>>>

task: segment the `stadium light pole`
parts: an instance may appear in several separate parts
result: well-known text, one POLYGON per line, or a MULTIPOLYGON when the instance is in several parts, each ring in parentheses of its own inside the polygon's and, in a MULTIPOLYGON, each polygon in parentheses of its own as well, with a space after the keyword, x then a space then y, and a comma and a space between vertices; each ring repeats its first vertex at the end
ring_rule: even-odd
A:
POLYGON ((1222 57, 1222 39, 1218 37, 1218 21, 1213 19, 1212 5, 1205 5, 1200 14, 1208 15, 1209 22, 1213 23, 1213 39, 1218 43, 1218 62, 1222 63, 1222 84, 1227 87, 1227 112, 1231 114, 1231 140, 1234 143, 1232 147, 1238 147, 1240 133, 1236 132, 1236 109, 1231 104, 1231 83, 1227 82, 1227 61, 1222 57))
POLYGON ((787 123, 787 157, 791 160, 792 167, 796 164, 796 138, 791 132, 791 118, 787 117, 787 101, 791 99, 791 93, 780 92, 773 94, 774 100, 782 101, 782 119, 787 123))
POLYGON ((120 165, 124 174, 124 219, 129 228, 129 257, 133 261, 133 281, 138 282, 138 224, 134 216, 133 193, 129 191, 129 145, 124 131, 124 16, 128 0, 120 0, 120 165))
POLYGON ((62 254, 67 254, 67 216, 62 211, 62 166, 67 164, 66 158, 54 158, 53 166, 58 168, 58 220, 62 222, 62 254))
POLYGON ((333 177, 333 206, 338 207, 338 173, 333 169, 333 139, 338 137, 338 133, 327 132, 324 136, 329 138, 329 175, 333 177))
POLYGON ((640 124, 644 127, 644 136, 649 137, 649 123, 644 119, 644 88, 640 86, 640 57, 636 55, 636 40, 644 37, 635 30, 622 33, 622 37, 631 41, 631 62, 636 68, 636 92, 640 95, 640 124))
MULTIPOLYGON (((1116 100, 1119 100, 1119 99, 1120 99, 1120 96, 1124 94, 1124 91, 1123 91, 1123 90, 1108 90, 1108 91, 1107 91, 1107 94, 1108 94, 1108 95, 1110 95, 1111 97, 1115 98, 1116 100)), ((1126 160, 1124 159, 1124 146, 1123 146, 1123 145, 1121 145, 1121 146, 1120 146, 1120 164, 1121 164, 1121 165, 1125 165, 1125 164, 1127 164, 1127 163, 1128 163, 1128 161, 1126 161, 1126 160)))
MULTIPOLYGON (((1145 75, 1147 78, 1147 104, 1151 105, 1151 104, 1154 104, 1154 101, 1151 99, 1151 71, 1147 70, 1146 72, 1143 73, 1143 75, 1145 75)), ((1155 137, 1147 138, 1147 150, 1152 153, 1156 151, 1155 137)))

<<<

* Description of the task: Please give the listing above once more, word for word.

* Response to this task:
task: segment the `stadium light pole`
parts: an instance may appear in several separate parts
result: well-known text, one POLYGON per line, or a MULTIPOLYGON when the instance is in several parts, each ring in parentheses of its own inside the polygon's and, in a MULTIPOLYGON, each polygon in parentheses of its own as well, with a space after the keyword, x then a space then y, and a comma and a space between vertices; each ring repeats its first vertex at the end
ring_rule: even-odd
A:
POLYGON ((1222 57, 1222 39, 1218 37, 1218 21, 1213 19, 1212 5, 1205 5, 1200 14, 1208 15, 1209 22, 1213 23, 1213 39, 1218 43, 1218 62, 1222 63, 1222 84, 1227 87, 1227 112, 1231 114, 1231 140, 1234 143, 1232 147, 1238 147, 1240 133, 1236 132, 1236 109, 1231 104, 1231 83, 1227 82, 1227 61, 1222 57))
POLYGON ((787 123, 787 157, 791 160, 792 167, 796 164, 796 138, 791 132, 791 118, 787 117, 787 101, 791 99, 791 93, 780 92, 773 94, 774 100, 782 101, 782 119, 787 123))
POLYGON ((120 165, 124 174, 124 219, 129 228, 129 257, 133 261, 133 281, 138 282, 138 224, 134 216, 133 193, 129 191, 129 145, 124 131, 124 16, 128 0, 120 0, 120 165))
POLYGON ((62 254, 67 254, 67 216, 62 211, 62 166, 67 164, 66 158, 54 158, 53 166, 58 168, 58 220, 62 222, 62 254))
POLYGON ((333 177, 333 206, 338 207, 338 173, 333 169, 333 139, 338 137, 338 133, 327 132, 324 136, 329 138, 329 175, 333 177))
POLYGON ((640 124, 644 127, 644 136, 649 137, 649 123, 644 119, 644 88, 640 86, 640 57, 636 55, 636 40, 644 37, 635 30, 622 33, 622 37, 631 41, 631 62, 636 68, 636 92, 640 95, 640 124))
MULTIPOLYGON (((1116 100, 1119 100, 1119 99, 1120 99, 1120 96, 1124 94, 1124 91, 1123 91, 1123 90, 1108 90, 1108 91, 1107 91, 1107 94, 1108 94, 1108 95, 1110 95, 1111 97, 1115 98, 1116 100)), ((1126 160, 1124 159, 1124 146, 1123 146, 1123 145, 1121 145, 1121 146, 1120 146, 1120 164, 1121 164, 1121 165, 1125 165, 1125 164, 1127 164, 1127 163, 1128 163, 1128 161, 1126 161, 1126 160)))
MULTIPOLYGON (((1145 75, 1147 78, 1147 104, 1151 105, 1151 104, 1154 104, 1154 101, 1151 99, 1151 71, 1147 70, 1146 72, 1143 73, 1143 75, 1145 75)), ((1155 137, 1147 138, 1147 150, 1152 153, 1156 151, 1155 137)))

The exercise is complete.